GIVEN INSTRUCTION: Could you rewrite all the items below, swapping "laid out like" for "in the form" at every occurrence and changing nothing else? Leave the pictures out of your answer.

>> start RECORD LIST

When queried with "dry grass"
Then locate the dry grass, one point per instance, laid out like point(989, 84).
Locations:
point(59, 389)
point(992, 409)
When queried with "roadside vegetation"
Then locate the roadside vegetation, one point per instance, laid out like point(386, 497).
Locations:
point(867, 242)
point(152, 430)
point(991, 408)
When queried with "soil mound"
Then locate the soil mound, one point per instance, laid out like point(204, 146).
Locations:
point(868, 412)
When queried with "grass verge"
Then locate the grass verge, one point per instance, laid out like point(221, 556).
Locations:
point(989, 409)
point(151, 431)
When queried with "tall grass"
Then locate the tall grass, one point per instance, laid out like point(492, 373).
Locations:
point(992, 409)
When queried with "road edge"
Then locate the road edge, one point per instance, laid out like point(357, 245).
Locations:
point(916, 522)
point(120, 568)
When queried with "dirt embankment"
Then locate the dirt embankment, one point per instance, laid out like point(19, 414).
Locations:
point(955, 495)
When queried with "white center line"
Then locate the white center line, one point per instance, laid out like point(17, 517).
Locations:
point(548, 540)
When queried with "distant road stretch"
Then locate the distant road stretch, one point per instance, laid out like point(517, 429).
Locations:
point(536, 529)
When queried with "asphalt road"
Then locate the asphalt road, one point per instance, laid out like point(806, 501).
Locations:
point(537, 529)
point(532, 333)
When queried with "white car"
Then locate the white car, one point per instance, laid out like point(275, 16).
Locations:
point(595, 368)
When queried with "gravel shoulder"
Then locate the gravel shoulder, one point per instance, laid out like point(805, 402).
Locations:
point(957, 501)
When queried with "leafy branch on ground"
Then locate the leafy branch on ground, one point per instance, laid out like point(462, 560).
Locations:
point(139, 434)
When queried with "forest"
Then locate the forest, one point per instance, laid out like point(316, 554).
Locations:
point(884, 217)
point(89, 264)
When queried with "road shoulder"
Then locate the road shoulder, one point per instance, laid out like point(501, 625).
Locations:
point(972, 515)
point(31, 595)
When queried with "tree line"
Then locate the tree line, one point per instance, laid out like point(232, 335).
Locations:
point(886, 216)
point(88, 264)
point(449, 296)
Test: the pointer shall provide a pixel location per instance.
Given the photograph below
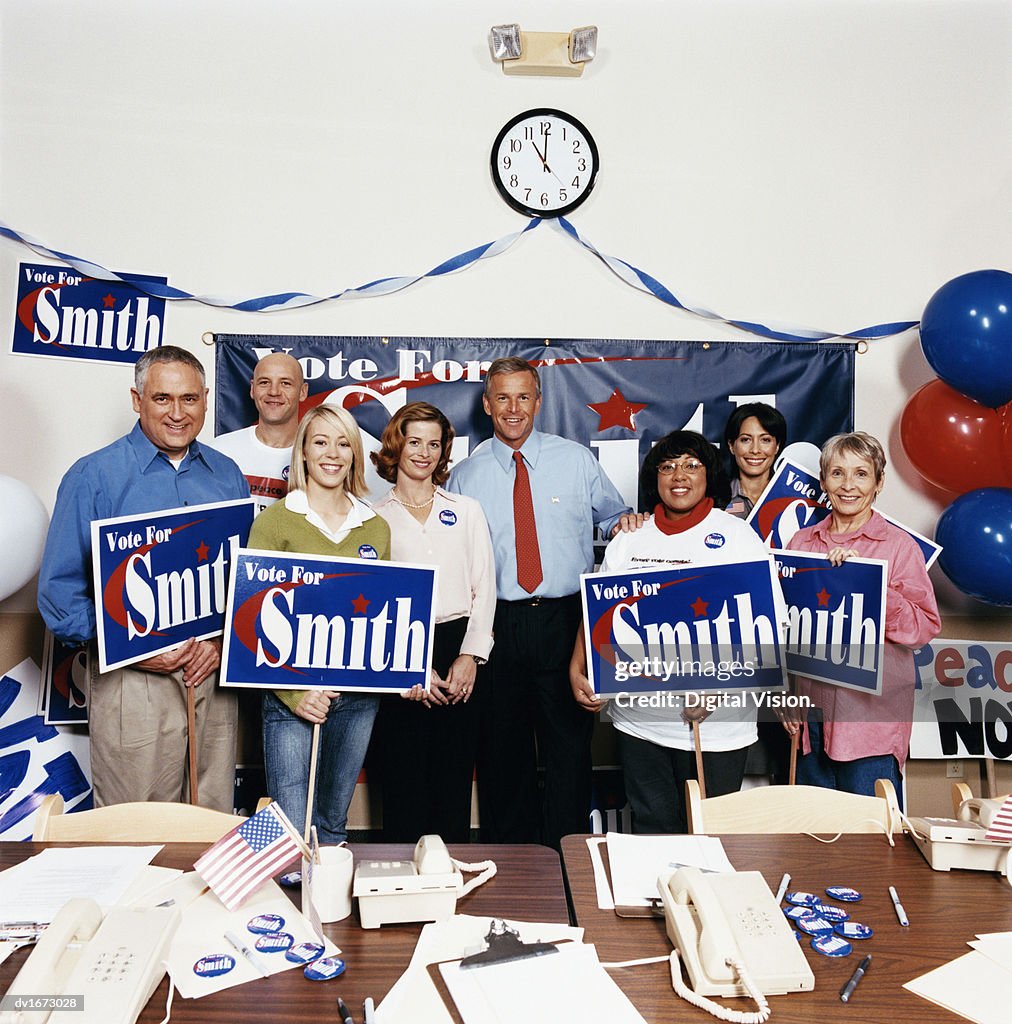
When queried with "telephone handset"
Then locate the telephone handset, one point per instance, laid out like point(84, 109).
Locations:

>> end RECORD LIST

ANSWER TO THE PROBLEM:
When queried with "dry grass"
Then locate the dry grass, one point per instance, in the form point(989, 84).
Locations:
point(59, 389)
point(992, 409)
When queried with "roadside vegetation"
Then locate the roadside vegetation, one point per instance, in the form point(386, 497).
Locations:
point(867, 242)
point(152, 430)
point(991, 408)
When queried with "soil mound"
Then locate the soil mound, one point per instance, in the form point(204, 146).
Locations:
point(868, 412)
When queried with "grass verge"
Then locate the grass verge, one point per instance, in the form point(221, 556).
Locations:
point(989, 409)
point(151, 431)
When queried with "tall grass"
Then locate the tall grass, one point per instance, in the form point(492, 373).
Locations:
point(992, 409)
When queried with "road edge"
Then locate the road edge, one point per instance, in the form point(357, 245).
Locations:
point(916, 522)
point(120, 568)
When queried with "dirt embankment"
Then locate the dirt embankment, one point per instance, in the form point(19, 414).
Locations:
point(955, 495)
When queried with "white center line"
Then locate the white center line, one point per instance, in the form point(17, 517).
Locations:
point(548, 540)
When queried with "distant road stretch"
Then locate the distant road stretch, one point per instance, in the form point(517, 429).
Locations:
point(536, 529)
When queried with "asphalt road"
Then locate the asphalt road, one point per instance, in the form point(806, 501).
Locations:
point(537, 529)
point(532, 333)
When queried with "white car"
Then locate the white car, one point per instance, in the form point(275, 16).
Locations:
point(595, 368)
When queried with "gravel shoulder"
Then locate the gravel shoulder, one point per instance, in the form point(805, 402).
Locations:
point(957, 501)
When queried with "leafy branch on ground"
Then locate the leafy branch on ground, one point per instance, in the form point(462, 560).
Locations:
point(139, 434)
When queried with "forest"
Then locate the forest, one point per instance, in the form point(316, 554).
Locations:
point(884, 217)
point(89, 264)
When queried with "road shoulder"
Then locate the road shoulder, one point per instance, in the form point(501, 625).
Locations:
point(972, 515)
point(31, 595)
When queried with "tree line"
Then locate the tree line, one point per instance, in the form point(232, 335).
Locations:
point(886, 216)
point(88, 264)
point(449, 296)
Test: the pointer shall provide a pixel location per instance.
Given the photograph below
When queried with "telephone handset"
Then locate the telephone handset, one point per instance, in the form point(84, 109).
Locations:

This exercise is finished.